Exercise requirements
Return the data below verbatim, reproducing every line without any change.

Data section
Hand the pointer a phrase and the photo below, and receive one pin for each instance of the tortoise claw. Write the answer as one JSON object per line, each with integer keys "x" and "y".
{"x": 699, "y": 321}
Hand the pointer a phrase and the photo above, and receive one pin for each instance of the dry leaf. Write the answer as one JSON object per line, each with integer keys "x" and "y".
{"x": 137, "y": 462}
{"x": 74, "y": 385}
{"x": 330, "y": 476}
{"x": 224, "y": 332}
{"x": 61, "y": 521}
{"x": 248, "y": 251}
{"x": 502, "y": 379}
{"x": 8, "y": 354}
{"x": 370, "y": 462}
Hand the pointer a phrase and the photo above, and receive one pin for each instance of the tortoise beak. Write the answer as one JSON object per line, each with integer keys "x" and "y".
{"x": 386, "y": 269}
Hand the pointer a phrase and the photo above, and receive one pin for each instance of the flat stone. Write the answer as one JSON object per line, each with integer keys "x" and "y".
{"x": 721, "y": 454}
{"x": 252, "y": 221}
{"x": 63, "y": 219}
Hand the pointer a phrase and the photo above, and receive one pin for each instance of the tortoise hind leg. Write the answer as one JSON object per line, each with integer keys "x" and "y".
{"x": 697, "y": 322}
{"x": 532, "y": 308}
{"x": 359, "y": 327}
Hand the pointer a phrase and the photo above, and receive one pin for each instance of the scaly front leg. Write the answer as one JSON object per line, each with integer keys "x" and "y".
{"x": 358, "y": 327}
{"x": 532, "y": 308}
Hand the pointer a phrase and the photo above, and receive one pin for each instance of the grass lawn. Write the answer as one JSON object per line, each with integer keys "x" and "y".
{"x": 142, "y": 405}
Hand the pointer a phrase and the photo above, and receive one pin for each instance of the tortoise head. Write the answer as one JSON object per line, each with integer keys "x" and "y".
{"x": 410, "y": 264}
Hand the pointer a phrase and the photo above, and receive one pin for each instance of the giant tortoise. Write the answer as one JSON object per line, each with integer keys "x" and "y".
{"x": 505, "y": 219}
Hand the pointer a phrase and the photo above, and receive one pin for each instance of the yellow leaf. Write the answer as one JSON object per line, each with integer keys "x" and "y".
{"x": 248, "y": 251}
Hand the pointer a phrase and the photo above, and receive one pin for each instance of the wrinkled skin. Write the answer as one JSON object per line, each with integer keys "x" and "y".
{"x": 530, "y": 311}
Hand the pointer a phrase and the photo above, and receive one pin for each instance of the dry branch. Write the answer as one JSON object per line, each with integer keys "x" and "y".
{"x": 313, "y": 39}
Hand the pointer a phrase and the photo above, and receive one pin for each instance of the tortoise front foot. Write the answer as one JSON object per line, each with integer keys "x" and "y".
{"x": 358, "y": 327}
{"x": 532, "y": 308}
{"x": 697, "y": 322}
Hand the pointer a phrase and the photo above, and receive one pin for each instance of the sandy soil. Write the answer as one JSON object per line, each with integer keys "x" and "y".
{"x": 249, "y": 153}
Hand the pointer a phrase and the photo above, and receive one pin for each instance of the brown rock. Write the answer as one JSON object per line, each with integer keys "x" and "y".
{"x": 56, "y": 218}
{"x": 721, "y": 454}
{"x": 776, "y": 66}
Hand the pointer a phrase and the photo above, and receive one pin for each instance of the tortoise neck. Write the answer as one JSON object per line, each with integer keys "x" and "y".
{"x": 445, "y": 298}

Solution for this task
Hand the pointer a phrase and the photo below, and receive one pin for each instance of the tortoise claw. Write the answer as one JSON object per line, each with integer keys "x" and "y".
{"x": 699, "y": 321}
Hand the pointer a phrase and the photo above, and receive one pin for each instance of the dry leaf. Write the answer as one JSON object per line, each with integer keys "x" and "y".
{"x": 137, "y": 462}
{"x": 74, "y": 385}
{"x": 330, "y": 476}
{"x": 224, "y": 332}
{"x": 61, "y": 521}
{"x": 248, "y": 251}
{"x": 502, "y": 379}
{"x": 8, "y": 354}
{"x": 370, "y": 462}
Hand the pointer a phrase and the photo above, and receive one pin for each instance of the tortoise beak. Write the answer as one JSON object per line, each with integer keys "x" and "y".
{"x": 386, "y": 269}
Hand the pointer a phrase and the photo above, and receive one pin for each instance of the flat stone. Write the answer as one JSON object per line, each with integer keys "x" and "y".
{"x": 721, "y": 454}
{"x": 252, "y": 221}
{"x": 63, "y": 219}
Hand the pointer a phrase and the photo above, and receive one pin for each instance of the tortoise hind leg. Write the answer as one JSON object per line, each with integer keys "x" and "y".
{"x": 697, "y": 322}
{"x": 532, "y": 308}
{"x": 359, "y": 327}
Hand the pointer a phrase and the photo above, and receive one pin for each instance of the scaly front leg. Write the answer as one JSON object per line, each with integer keys "x" and "y".
{"x": 358, "y": 327}
{"x": 532, "y": 308}
Hand the pointer a phrase and the photo above, and receive one pin for each instance of the grass lawn. Write the answer as one JSON object per line, each with integer keys "x" and "y".
{"x": 142, "y": 405}
Hand the pointer a phrase and the photo above, and receive one pin for each instance of the tortoise head. Write the answer as one JSON object per line, each with integer keys "x" and "y".
{"x": 410, "y": 264}
Hand the pointer a phrase and the photo above, and receive one pin for each instance of the giant tortoise. Write the answer as one JSON object per line, each with integer keys "x" and "y".
{"x": 505, "y": 219}
Hand the pointer a phrase and the photo above, and receive one pin for each instance of the yellow leaf. Write the answer as one JSON object per line, each with integer keys "x" and "y".
{"x": 248, "y": 251}
Hand the pointer a phrase and the photo above, and receive one pin for each instance of the wrinkled skin. Write the answer as one JSON object per line, each with integer keys "x" and "y".
{"x": 530, "y": 311}
Hand the pointer a phrase and the photo above, and receive one pin for each instance of the dry branch. Write the answer as one JSON object per line, each with integer keys "x" and "y".
{"x": 313, "y": 39}
Hand the pointer a phrase and the photo above, and receive one pin for each instance of the tortoise front foot. Write the answer as one JSON object per line, each with integer keys "x" and "y".
{"x": 358, "y": 327}
{"x": 532, "y": 308}
{"x": 697, "y": 322}
Hand the pointer a phrase and the photo above, and receive one pin for each instance of the sandy soil. Write the answer as one JSON object per line, each with integer keys "x" and "y".
{"x": 249, "y": 153}
Hand the pointer a phrase and the photo above, and receive one pin for each instance of the brown rock. Write the answer as one JSON object per line, each with integer keys "x" and "y".
{"x": 56, "y": 218}
{"x": 721, "y": 454}
{"x": 776, "y": 66}
Hand the pointer a phrase and the photo above, and receive one pin for each instance of the tortoise neck. Write the answer as one JSON object per line, each with integer keys "x" and "y".
{"x": 445, "y": 298}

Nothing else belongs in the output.